◆ Exercises:
**a.** According to the garbage-classification notebook below, why is the dataset download served from the Colab cache? Answer in one to three sentences.
**b.** Name every package that the pip install command in the garbage-classification notebook below installs.
**c.** Supply the next lines of the garbage-classification notebook below, continuing the clean_dataset function after its final line.

◆ Article:
In [None]:
!pip install -q kagglehub tensorflow matplotlib scikit-learn


In [None]:
import os
import numpy as np
import tensorflow as tf
from tensorflow import keras
from tensorflow.keras import layers
from tensorflow.keras.applications.resnet50 import preprocess_input
import matplotlib.pyplot as plt
from sklearn.metrics import classification_report, confusion_matrix
import kagglehub


In [None]:
gpus = tf.config.list_physical_devices('GPU')
if gpus:
    for gpu in gpus:
        tf.config.experimental.set_memory_growth(gpu, True)
    print("✅ GPU detected")
else:
    print("⚠️ GPU not found")


✅ GPU detected


In [None]:
dataset_path = kagglehub.dataset_download("sumn2u/garbage-classification-v2")
data_dir = dataset_path
print("Dataset path:", data_dir)


Using Colab cache for faster access to the 'garbage-classification-v2' dataset.
Dataset path: /kaggle/input/garbage-classification-v2


In [None]:
from PIL import Image

def clean_dataset(root_dir):
    valid_ext = (".jpg", ".jpeg", ".png", ".bmp")

◆ Supplied information:
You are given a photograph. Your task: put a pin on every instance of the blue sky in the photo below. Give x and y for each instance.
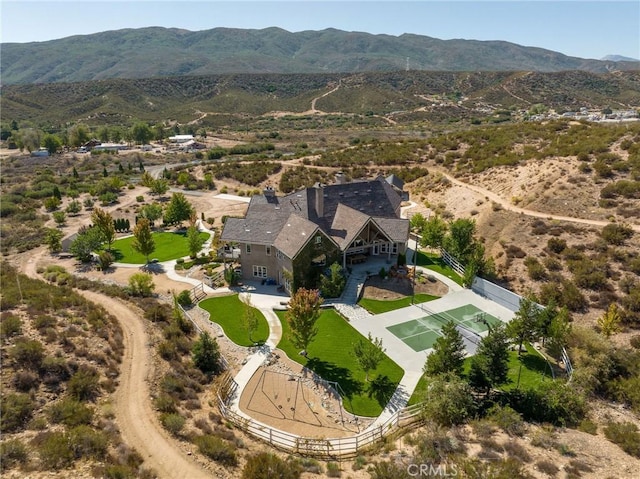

◆ Replies:
**a.** The printed output says the Colab cache is used for faster access to the 'garbage-classification-v2' dataset.

**b.** kagglehub, tensorflow, matplotlib, scikit-learn

**c.**
    removed = 0

    for root, _, files in os.walk(root_dir):
        for file in files:
            path = os.path.join(root, file)

            if not file.lower().endswith(valid_ext):
                os.remove(path)
                removed += 1
                continue

            try:
                img = Image.open(path)
                img.verify()
            except:
                os.remove(path)
                removed += 1

    print(f"Removed {removed} corrupted / invalid files")

clean_dataset(data_dir)


Removed 0 corrupted / invalid files


In [None]:
SEED = 42
IMG_SIZE = (256, 256)
BATCH_SIZE = 32

train_ds = tf.keras.utils.image_dataset_from_directory(
    data_dir,
    validation_split=0.2,
    subset="training",
    seed=SEED,
    image_size=IMG_SIZE,
    batch_size=BATCH_SIZE
)

temp_ds = tf.keras.utils.image_dataset_from_directory(
    data_dir,
    validation_split=0.2,
    subset="validation",
    seed=SEED,
    image_size=IMG_SIZE,
    batch_size=BATCH_SIZE
)

class_names = train_ds.class_names
NUM_CLASSES = len(class_names)

temp_batches = tf.data.experimental.cardinality(temp_ds).numpy()
val_ds = temp_ds.take(temp_batches // 2)
test_ds = temp_ds.skip(temp_batches // 2)

print("Classes:", class_names)
print("Train batches:", tf.data.experimental.cardinality(train_ds).numpy())
print("Val batches:", tf.data.experimental.cardinality(val_ds).numpy())
print("Test batches:", tf.data.experimental.cardinality(test_ds).numpy())


Found 20212 files belonging to 10 classes.
Using 16170 files for training.
Found 20212 files belonging to 10 classes.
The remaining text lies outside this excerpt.